* Task requirements *
Copy each line of this listing word for word, covering every entry from start to finish.

— Start Dataset records —

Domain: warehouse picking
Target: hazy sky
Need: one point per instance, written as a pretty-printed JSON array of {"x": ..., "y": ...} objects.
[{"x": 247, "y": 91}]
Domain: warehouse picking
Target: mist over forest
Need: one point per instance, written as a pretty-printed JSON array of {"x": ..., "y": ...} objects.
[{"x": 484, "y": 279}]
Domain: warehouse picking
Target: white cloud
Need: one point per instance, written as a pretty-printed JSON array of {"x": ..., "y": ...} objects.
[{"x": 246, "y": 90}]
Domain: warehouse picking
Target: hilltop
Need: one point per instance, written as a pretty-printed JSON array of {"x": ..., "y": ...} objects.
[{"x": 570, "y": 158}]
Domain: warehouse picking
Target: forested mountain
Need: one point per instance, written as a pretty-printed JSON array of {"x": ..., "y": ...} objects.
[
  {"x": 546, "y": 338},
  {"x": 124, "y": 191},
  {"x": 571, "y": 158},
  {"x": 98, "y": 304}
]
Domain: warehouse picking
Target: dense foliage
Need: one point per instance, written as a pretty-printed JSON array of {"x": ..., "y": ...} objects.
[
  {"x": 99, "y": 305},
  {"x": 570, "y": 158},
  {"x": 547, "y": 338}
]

— End Dataset records —

* Expected answer *
Domain: warehouse picking
Target: hazy sky
Need: one point per instance, written as a pretty-printed JSON array of {"x": ..., "y": ...} objects.
[{"x": 247, "y": 91}]
Domain: warehouse picking
Target: mist over forest
Need: one point per instance, written as a pretty-printed JSON array of {"x": ..., "y": ...} objects.
[{"x": 484, "y": 279}]
Domain: warehouse picking
Target: white cloud
Need: one point per instance, written as a pretty-printed JSON array of {"x": ..., "y": ...} objects.
[{"x": 246, "y": 90}]
Domain: warehouse picking
Target: hilltop
Need: one point per instance, written as a pretty-printed JSON array of {"x": ..., "y": ...} objects.
[{"x": 570, "y": 158}]
Domain: warehouse picking
Target: forested mountain
Need: one point per instance, written as a pretty-printed JSON array of {"x": ..., "y": ...} objects.
[
  {"x": 546, "y": 338},
  {"x": 124, "y": 191},
  {"x": 571, "y": 158},
  {"x": 98, "y": 304}
]
Domain: warehouse picking
Target: dense foliage
Need: one point per instance, written as a pretty-printed JSON array of {"x": ..., "y": ...} objects.
[
  {"x": 99, "y": 305},
  {"x": 570, "y": 158},
  {"x": 547, "y": 338}
]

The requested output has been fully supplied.